## BEGIN Material provided

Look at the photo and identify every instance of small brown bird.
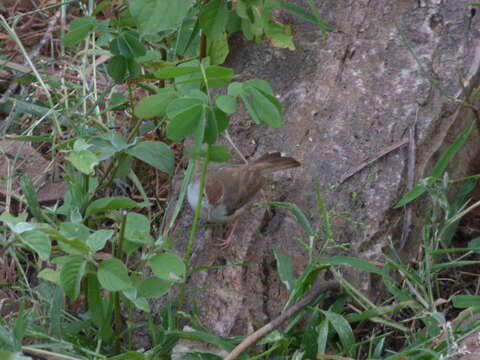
[187,152,300,246]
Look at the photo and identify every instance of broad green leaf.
[322,311,355,356]
[166,98,203,141]
[126,141,174,175]
[68,150,100,175]
[265,23,295,51]
[60,222,90,242]
[107,55,128,83]
[138,276,173,298]
[200,0,228,40]
[38,268,60,284]
[149,252,186,281]
[243,79,281,95]
[134,88,178,119]
[227,82,243,97]
[36,223,89,255]
[62,16,97,46]
[85,196,150,217]
[20,175,45,222]
[86,229,113,254]
[207,32,230,65]
[468,237,480,254]
[452,295,480,308]
[22,230,52,261]
[204,107,219,145]
[110,37,133,59]
[216,95,237,115]
[125,213,153,245]
[60,256,87,301]
[154,65,200,79]
[129,0,193,36]
[122,31,147,57]
[273,249,295,293]
[97,259,132,291]
[205,66,235,88]
[213,107,229,133]
[175,60,203,96]
[127,59,141,78]
[209,145,231,163]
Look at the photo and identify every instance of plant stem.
[179,145,210,310]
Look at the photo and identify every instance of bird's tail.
[250,152,300,173]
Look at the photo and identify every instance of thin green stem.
[179,145,210,309]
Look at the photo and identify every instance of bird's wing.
[223,166,265,215]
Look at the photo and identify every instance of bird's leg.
[218,217,239,249]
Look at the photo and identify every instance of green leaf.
[209,146,231,163]
[87,274,106,328]
[204,107,219,145]
[62,16,97,46]
[200,0,228,40]
[207,32,230,65]
[241,86,283,128]
[125,213,153,245]
[273,249,296,293]
[205,66,235,88]
[60,256,87,301]
[127,59,141,78]
[107,55,127,83]
[97,259,132,291]
[86,229,113,254]
[265,23,295,51]
[126,141,175,175]
[85,196,150,217]
[68,147,100,175]
[322,311,355,356]
[110,37,133,59]
[259,201,315,236]
[129,0,193,36]
[134,88,178,119]
[22,230,52,261]
[149,252,186,282]
[122,31,147,57]
[154,65,200,79]
[213,107,229,133]
[166,98,203,141]
[20,175,45,222]
[38,268,60,284]
[138,276,173,298]
[228,82,243,97]
[452,295,480,309]
[216,95,237,115]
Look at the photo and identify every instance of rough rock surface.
[171,0,480,335]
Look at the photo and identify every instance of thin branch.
[224,281,340,360]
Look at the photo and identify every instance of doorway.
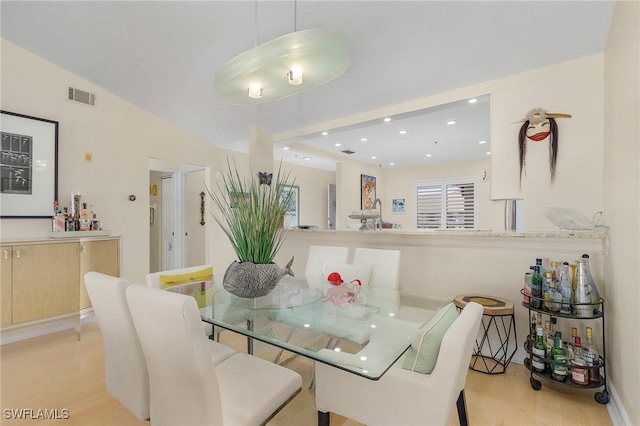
[149,159,208,272]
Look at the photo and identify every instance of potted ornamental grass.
[208,160,294,298]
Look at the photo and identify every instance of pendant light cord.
[253,0,258,46]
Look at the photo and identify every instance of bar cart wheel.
[529,377,540,392]
[593,391,609,404]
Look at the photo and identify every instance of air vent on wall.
[67,87,96,106]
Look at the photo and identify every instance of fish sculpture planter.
[222,256,294,298]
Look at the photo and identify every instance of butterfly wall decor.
[258,172,273,186]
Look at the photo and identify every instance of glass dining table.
[200,279,439,380]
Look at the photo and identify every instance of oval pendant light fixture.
[213,28,349,105]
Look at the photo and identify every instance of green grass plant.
[207,159,295,264]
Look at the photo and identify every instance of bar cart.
[520,290,609,404]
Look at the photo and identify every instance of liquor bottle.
[536,257,547,276]
[531,265,542,309]
[575,259,593,318]
[558,262,573,314]
[544,321,556,358]
[545,271,562,312]
[582,253,600,313]
[531,327,547,373]
[569,336,589,386]
[582,327,600,382]
[522,267,533,305]
[542,271,553,311]
[549,261,560,283]
[79,203,91,231]
[551,331,567,382]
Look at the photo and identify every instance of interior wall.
[604,1,640,425]
[322,54,607,231]
[184,170,207,266]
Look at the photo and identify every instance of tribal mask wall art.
[518,108,571,184]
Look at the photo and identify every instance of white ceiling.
[0,0,615,168]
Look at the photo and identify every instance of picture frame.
[391,198,407,213]
[0,110,58,219]
[281,185,300,229]
[360,175,376,210]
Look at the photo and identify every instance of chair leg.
[456,389,469,426]
[318,411,331,426]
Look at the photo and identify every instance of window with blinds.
[414,177,478,229]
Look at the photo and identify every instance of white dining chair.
[353,247,400,314]
[84,272,149,420]
[127,286,302,426]
[315,303,483,426]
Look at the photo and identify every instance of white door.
[327,183,336,231]
[161,174,178,271]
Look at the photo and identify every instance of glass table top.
[200,279,441,380]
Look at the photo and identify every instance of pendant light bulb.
[287,67,302,86]
[248,83,262,99]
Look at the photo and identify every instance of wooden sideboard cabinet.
[0,237,120,337]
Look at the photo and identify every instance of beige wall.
[604,1,640,425]
[184,170,209,266]
[304,54,607,231]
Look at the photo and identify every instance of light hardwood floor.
[0,324,611,426]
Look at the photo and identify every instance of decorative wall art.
[518,108,571,185]
[360,175,376,210]
[0,111,58,219]
[281,185,300,229]
[391,198,407,213]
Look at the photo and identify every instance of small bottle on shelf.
[531,327,547,373]
[582,327,600,382]
[79,203,91,231]
[544,321,556,358]
[558,262,573,315]
[545,271,562,312]
[551,331,567,382]
[582,253,600,313]
[575,259,593,318]
[570,336,589,386]
[531,265,542,309]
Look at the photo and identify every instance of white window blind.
[414,177,478,229]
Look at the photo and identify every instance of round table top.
[453,294,513,315]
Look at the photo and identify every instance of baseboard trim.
[607,382,632,426]
[0,311,96,346]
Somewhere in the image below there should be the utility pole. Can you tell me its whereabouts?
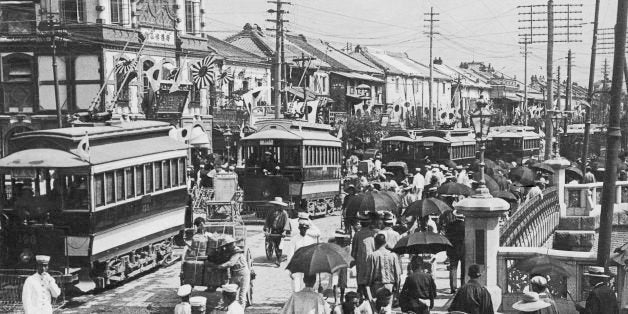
[424,7,440,126]
[521,34,530,125]
[517,0,582,159]
[597,0,628,269]
[581,0,600,173]
[266,0,291,119]
[39,11,70,128]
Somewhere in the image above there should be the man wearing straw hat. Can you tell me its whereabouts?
[575,266,619,314]
[264,197,290,266]
[216,235,251,307]
[174,285,192,314]
[216,284,244,314]
[512,291,551,314]
[22,255,61,314]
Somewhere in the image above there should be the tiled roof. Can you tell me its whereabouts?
[206,36,267,63]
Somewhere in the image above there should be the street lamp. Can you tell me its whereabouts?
[222,129,233,159]
[471,101,493,194]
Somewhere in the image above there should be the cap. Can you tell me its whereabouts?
[216,283,240,293]
[177,285,192,297]
[35,255,50,264]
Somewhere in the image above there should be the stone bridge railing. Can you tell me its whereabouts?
[499,187,560,247]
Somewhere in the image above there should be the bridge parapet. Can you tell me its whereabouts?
[499,187,560,247]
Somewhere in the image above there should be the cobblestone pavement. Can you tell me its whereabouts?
[59,216,462,313]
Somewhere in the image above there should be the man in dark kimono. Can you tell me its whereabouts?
[449,264,494,314]
[576,266,619,314]
[399,259,436,314]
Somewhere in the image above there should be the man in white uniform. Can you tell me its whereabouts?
[22,255,61,314]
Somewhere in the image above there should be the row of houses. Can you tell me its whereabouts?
[0,0,588,156]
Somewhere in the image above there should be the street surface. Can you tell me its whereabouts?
[60,215,462,313]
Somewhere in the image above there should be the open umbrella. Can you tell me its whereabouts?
[472,172,500,193]
[436,182,473,196]
[565,166,584,179]
[392,232,452,254]
[491,191,517,202]
[530,162,554,174]
[514,255,574,277]
[346,191,397,217]
[286,243,353,275]
[510,167,534,186]
[404,197,451,217]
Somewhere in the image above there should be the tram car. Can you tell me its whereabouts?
[560,124,606,160]
[486,125,543,164]
[238,119,342,218]
[0,121,187,289]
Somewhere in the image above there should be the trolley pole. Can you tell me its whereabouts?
[597,0,628,268]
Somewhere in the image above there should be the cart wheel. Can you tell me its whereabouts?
[264,238,273,260]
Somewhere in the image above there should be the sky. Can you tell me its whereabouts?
[203,0,617,87]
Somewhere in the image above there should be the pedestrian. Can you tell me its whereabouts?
[264,197,290,267]
[575,266,619,314]
[445,210,465,294]
[449,264,494,314]
[378,211,401,250]
[512,291,551,314]
[286,219,316,292]
[22,255,61,314]
[334,291,373,314]
[216,284,244,314]
[399,259,436,314]
[530,276,558,314]
[366,234,401,310]
[351,213,379,295]
[211,235,251,307]
[281,274,331,314]
[174,285,192,314]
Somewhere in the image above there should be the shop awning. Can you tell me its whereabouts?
[331,72,384,83]
[0,148,89,169]
[285,86,316,101]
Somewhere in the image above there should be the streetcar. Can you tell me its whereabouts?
[238,119,342,218]
[486,125,542,164]
[560,124,606,160]
[0,121,187,289]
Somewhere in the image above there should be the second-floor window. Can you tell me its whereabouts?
[110,0,124,24]
[185,0,196,33]
[60,0,85,23]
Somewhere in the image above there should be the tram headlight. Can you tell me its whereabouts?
[19,249,33,264]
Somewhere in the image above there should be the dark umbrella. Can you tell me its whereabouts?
[491,191,517,202]
[346,191,397,217]
[392,232,452,254]
[565,166,584,179]
[472,172,499,193]
[514,255,574,277]
[443,159,458,168]
[510,167,534,186]
[404,197,451,217]
[286,243,353,275]
[436,182,473,196]
[530,162,554,174]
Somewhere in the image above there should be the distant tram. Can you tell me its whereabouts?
[0,121,187,288]
[238,119,342,216]
[382,129,477,168]
[486,125,542,163]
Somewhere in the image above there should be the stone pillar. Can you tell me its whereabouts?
[456,193,510,311]
[544,158,570,217]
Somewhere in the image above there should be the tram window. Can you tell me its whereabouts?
[94,173,105,206]
[163,160,170,189]
[105,171,115,204]
[135,166,144,196]
[124,168,135,198]
[155,161,163,191]
[144,164,153,194]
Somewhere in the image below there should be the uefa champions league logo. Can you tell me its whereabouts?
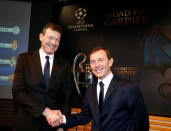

## END Material provided

**Given task**
Quote verbatim the stretch of the items from the line containing "Somewhere in the image above there should be the distant" through the end of the items, omitting the pictures.

**Written solution**
Somewhere in the image above there should be the distant tram. Can you tell me its whereabouts?
[0,121,187,288]
[238,119,342,216]
[382,129,477,168]
[486,125,542,163]
Somewhere in the image above there should be the stone pillar. Can you tell me its whereabouts?
[456,193,510,311]
[544,158,570,217]
Somewhere in the image above there should be the tram window. Can you tell me its whereabouts?
[94,173,105,206]
[163,160,170,189]
[105,171,115,204]
[135,166,144,196]
[124,168,135,198]
[155,161,163,191]
[144,164,153,194]
Somewhere in the image below there should be the uefa champions league logo. Can you tell me its whereabouts?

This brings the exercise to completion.